§ AUSZUG
************

Die großen Ratingagenturen „Standard & Poor's“ (S&P), „Moody's“ und „Fitch“ beherrschten in letzter Zeit die Wirtschaftsschlagzeilen. Vernichtende Länder- und Unternehmensratings versetzten Anleger und Politiker in Panik, die Refinanzierungskosten für Betroffene schnellten hoch.

Wie viel das zu so manchem Beinahestaatsbankrott beigetragen hat, ist umstritten – wenn es auch problematisch ist, nun die Verantwortung für die Folgen ausufernder Staatsschulden weitgehend den Ratingagenturen zuschieben zu wollen. Dessen ungeachtet meinen viele, dass die Agenturen zu viel Macht haben. „Sie haben einen nahezu religiösen Status bekommen“, kritisiert Wilhelm Rasinger, Präsident des Interessenverbandes für Anleger.

Das Geld nicht wert?

Auch Vermögensberater Leopold Seiler geht damit hart ins Gericht: Ratings seien oft unseriös und ihren Preis nicht wert. Der Experte für Wirtschaftsethik nennt es einen „systemischen Wahnsinn“, dass die Ratings von den Schuldnern bezahlt werden: „Daran krankt das gesamte System.“ Über die Seriosität von mehr als 850.000 Gutachten pro Jahr, die von 1300 Analysten erstellt werden, müsse ebenfalls laut nachgedacht werden.

Als Alternative wird in der öffentlichen Debatte die Idee einer europäischen Ratingagentur favorisiert. Aber bereits 1999 scheiterte der Medienkonzern Bertelsmann mit einem solchen Vorhaben. Zuletzt versuchte sich die Unternehmensberatung Roland Berger daran, allerdings fehlen derzeit auch hier die Geldgeber, um die kolportierten Startkosten von 300 Millionen Euro zu finanzieren. Auch bei diesem Projekt erscheint die Umsetzung äußerst zweifelhaft.

************

§ BEREITGESTELLTES MATERIAL
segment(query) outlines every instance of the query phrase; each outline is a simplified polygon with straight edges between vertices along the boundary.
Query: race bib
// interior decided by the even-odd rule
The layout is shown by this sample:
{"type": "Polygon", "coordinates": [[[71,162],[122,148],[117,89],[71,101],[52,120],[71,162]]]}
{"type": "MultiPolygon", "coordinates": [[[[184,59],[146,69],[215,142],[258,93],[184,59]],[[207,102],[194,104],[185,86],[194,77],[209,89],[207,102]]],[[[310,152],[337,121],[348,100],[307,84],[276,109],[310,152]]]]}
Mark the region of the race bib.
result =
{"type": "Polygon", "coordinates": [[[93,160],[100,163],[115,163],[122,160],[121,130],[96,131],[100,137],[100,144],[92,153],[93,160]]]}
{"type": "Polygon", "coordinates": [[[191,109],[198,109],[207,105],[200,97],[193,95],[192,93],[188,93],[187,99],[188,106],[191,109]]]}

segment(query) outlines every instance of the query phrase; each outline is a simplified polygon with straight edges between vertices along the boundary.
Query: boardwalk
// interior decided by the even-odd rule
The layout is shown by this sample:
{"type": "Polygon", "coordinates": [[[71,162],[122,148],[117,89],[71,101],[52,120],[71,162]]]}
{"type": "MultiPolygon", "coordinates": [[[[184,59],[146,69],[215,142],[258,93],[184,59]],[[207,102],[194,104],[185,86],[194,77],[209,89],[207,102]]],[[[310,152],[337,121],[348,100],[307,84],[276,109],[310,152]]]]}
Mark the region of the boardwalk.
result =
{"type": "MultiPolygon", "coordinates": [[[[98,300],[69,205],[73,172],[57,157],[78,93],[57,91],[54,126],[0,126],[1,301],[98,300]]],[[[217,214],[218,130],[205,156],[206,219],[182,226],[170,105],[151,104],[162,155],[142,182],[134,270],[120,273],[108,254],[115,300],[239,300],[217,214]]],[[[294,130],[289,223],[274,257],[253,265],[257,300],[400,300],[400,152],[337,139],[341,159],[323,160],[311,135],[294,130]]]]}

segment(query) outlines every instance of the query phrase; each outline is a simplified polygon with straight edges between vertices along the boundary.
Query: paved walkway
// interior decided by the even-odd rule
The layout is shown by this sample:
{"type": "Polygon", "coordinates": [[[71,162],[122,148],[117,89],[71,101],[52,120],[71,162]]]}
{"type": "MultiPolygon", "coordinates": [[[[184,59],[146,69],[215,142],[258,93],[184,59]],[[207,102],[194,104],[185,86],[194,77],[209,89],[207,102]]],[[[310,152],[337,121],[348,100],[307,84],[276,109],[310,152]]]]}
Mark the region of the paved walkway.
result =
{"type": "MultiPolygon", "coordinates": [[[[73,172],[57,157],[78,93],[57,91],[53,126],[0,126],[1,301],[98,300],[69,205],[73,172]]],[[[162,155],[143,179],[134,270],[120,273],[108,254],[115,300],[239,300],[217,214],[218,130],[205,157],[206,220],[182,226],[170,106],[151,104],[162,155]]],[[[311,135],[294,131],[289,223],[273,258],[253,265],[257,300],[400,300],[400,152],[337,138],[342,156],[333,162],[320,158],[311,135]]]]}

************

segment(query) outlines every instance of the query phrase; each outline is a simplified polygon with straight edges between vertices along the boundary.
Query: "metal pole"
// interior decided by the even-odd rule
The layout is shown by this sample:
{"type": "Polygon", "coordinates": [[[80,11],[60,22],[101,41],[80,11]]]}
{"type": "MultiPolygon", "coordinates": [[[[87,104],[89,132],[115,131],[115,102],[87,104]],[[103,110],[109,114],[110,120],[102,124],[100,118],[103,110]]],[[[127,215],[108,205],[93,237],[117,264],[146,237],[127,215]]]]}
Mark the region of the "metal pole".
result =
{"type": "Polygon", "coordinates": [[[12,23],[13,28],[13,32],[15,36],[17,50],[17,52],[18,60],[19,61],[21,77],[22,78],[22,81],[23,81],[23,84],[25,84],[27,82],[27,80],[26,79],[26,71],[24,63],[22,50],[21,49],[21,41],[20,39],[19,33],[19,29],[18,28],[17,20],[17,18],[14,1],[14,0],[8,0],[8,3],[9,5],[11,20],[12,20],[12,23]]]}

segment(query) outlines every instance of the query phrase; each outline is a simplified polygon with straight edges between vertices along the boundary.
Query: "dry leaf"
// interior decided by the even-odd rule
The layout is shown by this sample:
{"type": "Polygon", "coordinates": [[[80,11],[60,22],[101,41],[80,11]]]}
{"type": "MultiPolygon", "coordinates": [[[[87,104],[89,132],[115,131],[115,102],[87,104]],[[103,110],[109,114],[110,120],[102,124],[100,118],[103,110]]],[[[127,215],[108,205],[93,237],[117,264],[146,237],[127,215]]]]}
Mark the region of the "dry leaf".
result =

************

§ AUFGABEN
(1) In welchem Jahr scheiterte der Medienkonzern Bertelsmann laut dem Auszug mit dem Vorhaben einer europäischen Ratingagentur?
(2) Gib bitte den Teil des Auszugs wortgetreu wieder, beginnend bei „Das Geld nicht“ und endend bei „laut nachgedacht werden.“.
Die Zeilen werden dafür nicht benötigt.

§ ANTWORTEN
(1) Im Jahr 1999.

(2)
Das Geld nicht wert?

Auch Vermögensberater Leopold Seiler geht damit hart ins Gericht: Ratings seien oft unseriös und ihren Preis nicht wert. Der Experte für Wirtschaftsethik nennt es einen „systemischen Wahnsinn“, dass die Ratings von den Schuldnern bezahlt werden: „Daran krankt das gesamte System.“ Über die Seriosität von mehr als 850.000 Gutachten pro Jahr, die von 1300 Analysten erstellt werden, müsse ebenfalls laut nachgedacht werden.